RECORDS
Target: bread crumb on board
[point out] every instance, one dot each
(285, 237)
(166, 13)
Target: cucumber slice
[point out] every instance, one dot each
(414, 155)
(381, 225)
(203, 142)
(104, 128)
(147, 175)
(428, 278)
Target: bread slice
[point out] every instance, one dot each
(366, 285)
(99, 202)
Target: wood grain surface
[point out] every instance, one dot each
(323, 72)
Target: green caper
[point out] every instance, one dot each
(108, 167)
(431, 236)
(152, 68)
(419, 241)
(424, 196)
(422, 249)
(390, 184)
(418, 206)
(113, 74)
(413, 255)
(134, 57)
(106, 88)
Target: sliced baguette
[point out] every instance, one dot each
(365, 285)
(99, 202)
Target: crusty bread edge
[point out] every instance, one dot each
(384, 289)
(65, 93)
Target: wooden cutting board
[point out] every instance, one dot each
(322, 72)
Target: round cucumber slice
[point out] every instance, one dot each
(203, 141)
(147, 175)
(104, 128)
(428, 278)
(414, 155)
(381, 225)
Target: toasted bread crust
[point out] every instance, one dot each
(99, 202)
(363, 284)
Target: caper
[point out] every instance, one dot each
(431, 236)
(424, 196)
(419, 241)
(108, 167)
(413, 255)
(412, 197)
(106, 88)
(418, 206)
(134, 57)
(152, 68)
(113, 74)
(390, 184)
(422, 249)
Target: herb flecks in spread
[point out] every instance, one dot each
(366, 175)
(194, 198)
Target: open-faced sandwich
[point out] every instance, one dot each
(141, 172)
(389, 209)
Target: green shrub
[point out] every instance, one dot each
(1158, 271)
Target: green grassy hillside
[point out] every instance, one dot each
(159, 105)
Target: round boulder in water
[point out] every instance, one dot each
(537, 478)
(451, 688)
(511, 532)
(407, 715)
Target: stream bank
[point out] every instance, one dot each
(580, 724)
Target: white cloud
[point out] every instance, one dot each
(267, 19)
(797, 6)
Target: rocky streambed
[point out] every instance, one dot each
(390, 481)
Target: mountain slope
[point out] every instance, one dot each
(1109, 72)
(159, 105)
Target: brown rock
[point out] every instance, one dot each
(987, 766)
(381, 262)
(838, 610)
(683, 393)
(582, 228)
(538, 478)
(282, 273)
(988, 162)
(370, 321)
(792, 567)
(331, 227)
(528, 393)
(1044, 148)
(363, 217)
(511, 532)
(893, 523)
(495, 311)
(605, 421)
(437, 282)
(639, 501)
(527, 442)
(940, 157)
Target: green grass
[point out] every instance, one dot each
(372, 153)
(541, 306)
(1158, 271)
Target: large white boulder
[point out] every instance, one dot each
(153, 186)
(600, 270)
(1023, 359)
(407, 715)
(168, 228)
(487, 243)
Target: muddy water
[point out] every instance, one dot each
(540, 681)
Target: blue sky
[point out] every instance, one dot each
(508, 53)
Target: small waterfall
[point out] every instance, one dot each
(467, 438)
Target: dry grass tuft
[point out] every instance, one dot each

TASK DIRECTIONS
Write out exactly the lines from the start of the material through the line with "Target: wooden cutting board". No other output is expected.

OUTPUT FOR THIS TASK
Target: bread crumb on board
[point out] every instance, one dot each
(285, 237)
(166, 13)
Target: cucumber slice
[point out] every instance, one dot each
(414, 155)
(381, 225)
(203, 142)
(104, 128)
(147, 175)
(428, 278)
Target: bread slice
[point out] every instance, one dot each
(366, 285)
(99, 202)
Target: wood grain surface
[point out] every instance, one dot each
(323, 72)
Target: green caper
[point out] every instance, one dot each
(108, 167)
(431, 236)
(152, 68)
(419, 241)
(424, 196)
(422, 249)
(390, 184)
(418, 206)
(113, 74)
(413, 255)
(134, 57)
(106, 88)
Target: sliced baguette
[point out] every instance, one dot each
(365, 285)
(99, 202)
Target: crusty bread edge
[point out] every instance, one dot each
(384, 289)
(65, 93)
Target: wooden cutting board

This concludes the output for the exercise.